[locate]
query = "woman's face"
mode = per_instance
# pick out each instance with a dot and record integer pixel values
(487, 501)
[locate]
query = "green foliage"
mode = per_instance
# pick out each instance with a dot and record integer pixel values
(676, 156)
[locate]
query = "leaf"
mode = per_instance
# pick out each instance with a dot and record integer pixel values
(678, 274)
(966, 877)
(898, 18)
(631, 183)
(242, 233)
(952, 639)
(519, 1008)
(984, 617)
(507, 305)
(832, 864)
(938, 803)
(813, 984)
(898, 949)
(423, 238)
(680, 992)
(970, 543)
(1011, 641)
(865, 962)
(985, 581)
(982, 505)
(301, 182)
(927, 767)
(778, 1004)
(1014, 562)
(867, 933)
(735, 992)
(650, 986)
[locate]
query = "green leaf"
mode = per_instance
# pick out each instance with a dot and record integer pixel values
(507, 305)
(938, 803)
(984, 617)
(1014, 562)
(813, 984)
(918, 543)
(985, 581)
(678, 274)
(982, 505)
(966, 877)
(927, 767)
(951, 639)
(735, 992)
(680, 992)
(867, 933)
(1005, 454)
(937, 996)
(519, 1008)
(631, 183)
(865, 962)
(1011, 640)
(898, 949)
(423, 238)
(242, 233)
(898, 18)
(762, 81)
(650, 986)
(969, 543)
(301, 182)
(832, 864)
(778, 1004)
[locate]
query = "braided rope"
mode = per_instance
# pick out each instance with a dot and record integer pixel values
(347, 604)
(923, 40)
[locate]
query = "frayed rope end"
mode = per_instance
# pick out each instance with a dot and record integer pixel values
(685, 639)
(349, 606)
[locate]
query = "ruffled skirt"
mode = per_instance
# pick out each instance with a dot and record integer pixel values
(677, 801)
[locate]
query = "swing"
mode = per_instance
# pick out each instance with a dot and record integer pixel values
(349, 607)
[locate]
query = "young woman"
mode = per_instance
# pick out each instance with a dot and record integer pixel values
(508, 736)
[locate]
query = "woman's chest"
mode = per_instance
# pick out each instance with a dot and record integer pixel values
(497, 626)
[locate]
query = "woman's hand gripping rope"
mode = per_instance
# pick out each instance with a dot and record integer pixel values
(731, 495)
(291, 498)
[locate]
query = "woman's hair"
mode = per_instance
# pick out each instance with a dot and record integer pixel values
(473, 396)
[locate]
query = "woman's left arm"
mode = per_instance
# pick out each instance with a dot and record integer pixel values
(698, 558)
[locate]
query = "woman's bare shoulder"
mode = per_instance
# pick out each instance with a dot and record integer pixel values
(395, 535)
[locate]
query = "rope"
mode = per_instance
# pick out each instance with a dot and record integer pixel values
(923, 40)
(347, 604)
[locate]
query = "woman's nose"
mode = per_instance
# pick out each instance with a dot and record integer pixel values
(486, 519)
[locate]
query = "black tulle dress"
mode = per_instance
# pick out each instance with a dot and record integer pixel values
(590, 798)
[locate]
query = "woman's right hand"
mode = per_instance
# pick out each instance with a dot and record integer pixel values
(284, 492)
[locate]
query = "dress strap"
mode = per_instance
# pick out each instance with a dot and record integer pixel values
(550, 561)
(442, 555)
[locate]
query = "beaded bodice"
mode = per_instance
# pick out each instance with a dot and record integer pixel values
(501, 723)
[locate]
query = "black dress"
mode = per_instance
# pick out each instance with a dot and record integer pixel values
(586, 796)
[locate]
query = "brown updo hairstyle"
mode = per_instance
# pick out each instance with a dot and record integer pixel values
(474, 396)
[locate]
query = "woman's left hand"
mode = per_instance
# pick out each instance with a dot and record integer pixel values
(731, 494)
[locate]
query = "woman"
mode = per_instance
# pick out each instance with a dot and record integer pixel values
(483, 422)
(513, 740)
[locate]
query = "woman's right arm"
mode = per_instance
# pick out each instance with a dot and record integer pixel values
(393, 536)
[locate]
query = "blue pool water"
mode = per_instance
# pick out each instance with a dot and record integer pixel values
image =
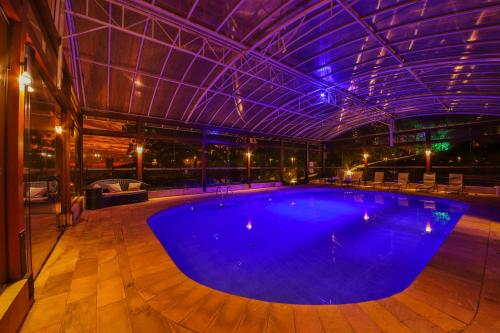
(307, 245)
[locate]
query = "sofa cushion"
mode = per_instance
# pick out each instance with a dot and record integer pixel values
(134, 186)
(37, 192)
(114, 187)
(122, 193)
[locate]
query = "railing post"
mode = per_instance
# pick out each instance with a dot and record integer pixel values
(204, 160)
(282, 161)
(306, 176)
(428, 152)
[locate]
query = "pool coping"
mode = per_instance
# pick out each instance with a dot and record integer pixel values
(456, 291)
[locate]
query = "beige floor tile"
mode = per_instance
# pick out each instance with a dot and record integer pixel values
(82, 288)
(110, 291)
(46, 312)
(113, 318)
(80, 316)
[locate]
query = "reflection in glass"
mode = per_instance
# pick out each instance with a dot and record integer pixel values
(108, 157)
(41, 171)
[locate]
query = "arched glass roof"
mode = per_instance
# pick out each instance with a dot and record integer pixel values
(303, 69)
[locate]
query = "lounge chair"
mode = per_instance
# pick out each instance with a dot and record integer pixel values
(378, 179)
(353, 178)
(402, 181)
(456, 183)
(337, 178)
(429, 182)
(356, 177)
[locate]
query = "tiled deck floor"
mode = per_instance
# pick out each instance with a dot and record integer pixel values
(111, 274)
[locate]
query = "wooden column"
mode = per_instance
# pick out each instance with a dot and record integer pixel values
(204, 160)
(249, 166)
(306, 176)
(15, 157)
(428, 152)
(62, 152)
(282, 161)
(323, 160)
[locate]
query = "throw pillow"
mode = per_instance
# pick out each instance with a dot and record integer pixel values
(115, 187)
(134, 186)
(37, 192)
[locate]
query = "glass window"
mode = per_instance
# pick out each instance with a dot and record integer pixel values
(107, 157)
(112, 125)
(42, 148)
(172, 164)
(226, 164)
(74, 163)
(3, 101)
(265, 162)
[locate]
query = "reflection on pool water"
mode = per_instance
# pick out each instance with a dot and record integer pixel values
(307, 245)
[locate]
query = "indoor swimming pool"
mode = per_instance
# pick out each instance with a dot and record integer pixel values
(307, 245)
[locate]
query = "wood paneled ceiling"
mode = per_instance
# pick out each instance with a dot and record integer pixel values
(302, 69)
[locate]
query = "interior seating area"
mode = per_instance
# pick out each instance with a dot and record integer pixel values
(111, 192)
(249, 166)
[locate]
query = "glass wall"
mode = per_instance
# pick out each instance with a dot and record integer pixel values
(172, 156)
(471, 150)
(42, 147)
(74, 163)
(295, 164)
(3, 101)
(226, 164)
(171, 164)
(265, 162)
(108, 157)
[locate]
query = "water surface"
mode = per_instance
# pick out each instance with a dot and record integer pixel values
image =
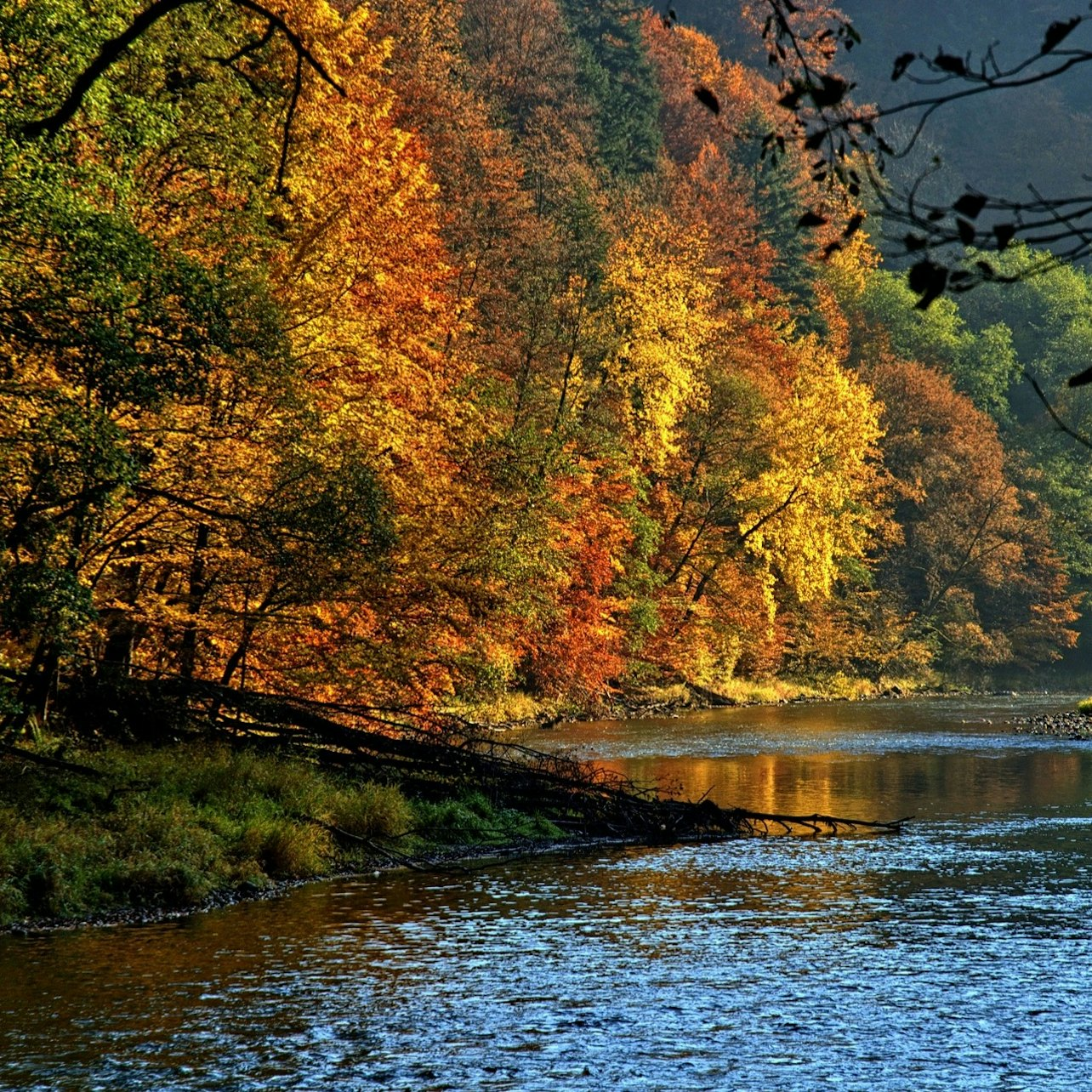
++++
● **WORK INSTRUCTIONS**
Copy out each line of the listing above that contains the word "dress".

● **EXERCISE SOLUTION**
query = "black tulle dress"
query = "dress strap"
query = "black dress"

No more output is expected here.